— START Page extract —

# Mexico - Popped a cap too early.



## Africanut (Jan 15, 2008)

This guy was pushing the ladies hard Saturday morning and I had clicked the safety back on at least three times and was going to wait. Went over the fence and I rattled him back on my side one more time--he turned away from me with his head down--saw all the daylight on both sides of his ***--that sold the deal--so I punched his ticket @ 438 on the laser.
Now I had that feeling I should have waited--got a text from a holdover friend still on ranch that he had killed a 16pt -standup 11 with 5.5 inch bases --mexican ranch hand scored at 216. Waiting on pics as soon as he can get close enough to send data through. Will post his up when I get it.


----------



## 98aggie77566 (Jul 7, 2009)

Deer seem to grow about 20" when they turn and start walking away.

This early in the season, in Mexico....if the deer doesn't make your heart skip a beat....prolly better off waiting.

Good looking deer nonetheless.

We've all had buyer's remorse at one point or another.


----------



## bluefin (Aug 16, 2005)

— END Page extract —
— START Entries shown —

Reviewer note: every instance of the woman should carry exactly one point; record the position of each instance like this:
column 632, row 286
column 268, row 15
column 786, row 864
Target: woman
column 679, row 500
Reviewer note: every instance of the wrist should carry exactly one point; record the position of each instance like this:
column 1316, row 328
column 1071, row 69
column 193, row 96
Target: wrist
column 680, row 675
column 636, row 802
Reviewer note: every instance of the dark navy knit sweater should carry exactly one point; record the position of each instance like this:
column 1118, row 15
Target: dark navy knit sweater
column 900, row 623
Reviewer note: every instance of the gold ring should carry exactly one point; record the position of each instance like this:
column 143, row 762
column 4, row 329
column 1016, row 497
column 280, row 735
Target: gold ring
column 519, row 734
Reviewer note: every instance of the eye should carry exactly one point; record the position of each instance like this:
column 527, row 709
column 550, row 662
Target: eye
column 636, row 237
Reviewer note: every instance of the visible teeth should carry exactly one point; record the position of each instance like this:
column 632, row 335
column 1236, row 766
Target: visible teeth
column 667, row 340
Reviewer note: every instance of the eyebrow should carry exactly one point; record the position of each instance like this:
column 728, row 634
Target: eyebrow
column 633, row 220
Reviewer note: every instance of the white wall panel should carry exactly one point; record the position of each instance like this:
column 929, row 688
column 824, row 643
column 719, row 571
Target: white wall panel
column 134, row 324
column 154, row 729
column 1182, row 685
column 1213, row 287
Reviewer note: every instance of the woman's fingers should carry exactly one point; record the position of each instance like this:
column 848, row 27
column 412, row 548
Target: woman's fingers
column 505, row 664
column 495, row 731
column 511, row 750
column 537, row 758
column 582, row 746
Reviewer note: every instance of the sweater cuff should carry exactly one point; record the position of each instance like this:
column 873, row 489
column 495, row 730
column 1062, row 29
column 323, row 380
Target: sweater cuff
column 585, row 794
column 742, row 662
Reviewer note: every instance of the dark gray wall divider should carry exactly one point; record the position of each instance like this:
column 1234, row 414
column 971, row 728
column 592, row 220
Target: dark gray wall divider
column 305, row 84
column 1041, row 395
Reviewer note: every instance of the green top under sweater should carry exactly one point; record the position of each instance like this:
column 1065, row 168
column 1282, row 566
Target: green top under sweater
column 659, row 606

— END Entries shown —

What this exercise asks
**1.** In the Mexico deer-hunting thread:
(a) At what laser reading did Africanut shoot the deer?
(b) What score did the ranch hand give the holdover friend's 16-point buck?
(c) By how much does 98aggie77566 say deer seem to grow when they turn and start walking away?
**2.** Can you write what comes next in the Mexico deer-hunting thread, starting after its last line?
These entries were taken from a separate source.

Task-by-task answers
**1.**
(a) 438
(b) 216
(c) About 20"

**2.**
Nothing wrong w/ that deer. I shot one years ago that had so much shrinkage I thought it was going to disappear when I got to it. Talk about embarrassed. Might have zoomed in a tad too much. lol


----------



## WildThings (Jan 2, 2007)

I'd be tickled pink with that deer!


----------



## InfamousJ (May 21, 2004)

Just write a check and go after another one. That is a nice deer though.


----------



## DCAVA (Aug 5, 2013)

Great buck!!

Congrats!!


----------



## elkhunter49 (Jun 7, 2004)

Damm nice buck you took, I can say I don't believe I would have waited either!! Well Done, Baker


----------



## HELOLT (Aug 1, 2013)

Great Buck


----------



## Castaway2 (Aug 8, 2013)

great buck ... and the benefit to killing early season.... esp. in mexico he aint all broken up yet!!! once again great buck !!!!!


----------



## Dwagg (May 23, 2007)

Beautiful!


----------



## Africanut (Jan 15, 2008)

Thanks guys. I will put the monster of my buddies up when he can get the pic through. Supposed to be a show stopper.


----------



## DCAVA (Aug 5, 2013)

Africanut said:


> Thanks guys. I will put the monster of my buddies up when he can get the pic through. Supposed to be a show stopper.


U guys hunting in San Fernando area?


----------



## Africanut (Jan 15, 2008)

DCAVA said:


> U guys hunting in San Fernando area?


Southwest of Villa Union.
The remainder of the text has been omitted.